— start of PAGE —
And that is precisely the problem. Even if you want to condemn militarism, wanton killing, destruction, and weaponized rape, the viewer is going to thrill to the exciting images and start rooting for one side to “win.” But this isn’t college football, this is human tragedy.

Alex Garland makes his intentions quite clear in Civil War. Early in the film, photographer Lee Smith (Kirsten Dunst) muses to her old friend Sammy (Stephen McKinley Henderson) that when she sent images of war zones back to home to America, the implicit message was “Don’t do this! And, here we are …”

In this undefined near future, the United States has fractured into four warring alliances of states: The Loyalists, who stuck with the former Union after the unnamed President (Nick Offerman) took on an unconstitutional third term; the New People’s Army of the Northwest; and the Florida Alliance, which is basically the old Confederacy except for Texas, which has joined California in the Western Forces.
— end of PAGE —
__WHAT YOU SHOULD DO__:
Write the next part of the Civil War film review, starting after its last sentence.
— start of LISTED RECORDS —
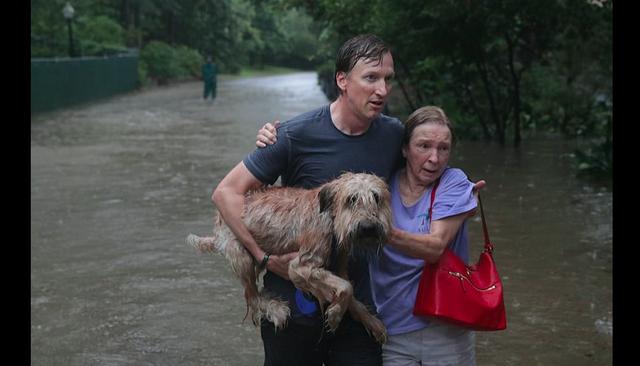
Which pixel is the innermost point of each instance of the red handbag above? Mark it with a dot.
(468, 296)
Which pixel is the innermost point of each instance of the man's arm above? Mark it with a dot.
(267, 135)
(229, 199)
— end of LISTED RECORDS —
__TASK RESULT__:
Sitting in a hotel lobby in Manhattan, Sammy convinces Lee and her writer partner Joel (Wagner Moura) to let him join them on a trip to Washington, D.C., where the President is besieged in the White House. Sammy compares the situation to the “race to Berlin,” when the Nazi war machine collapsed in 1945, and Russian and American forces pulled out all of the stops to see who could grab the most territory before the surrender. (A weary Sammy observes that, once D.C. falls, the other factions will inevitably turn on each other.)

The only thing that matters now is how the President goes down, and that’s the story Lee and Joel are after. The other passenger in their beat-up Ford Expedition is Jessie (Cailee Spaeny), a novice photographer who idolizes Lee. But Lee doesn’t think Jessie’s got what it takes to witness war and make news content out of it — or maybe, it’s that Lee sees herself in Jessie, before her heart went hard from watching countless people die.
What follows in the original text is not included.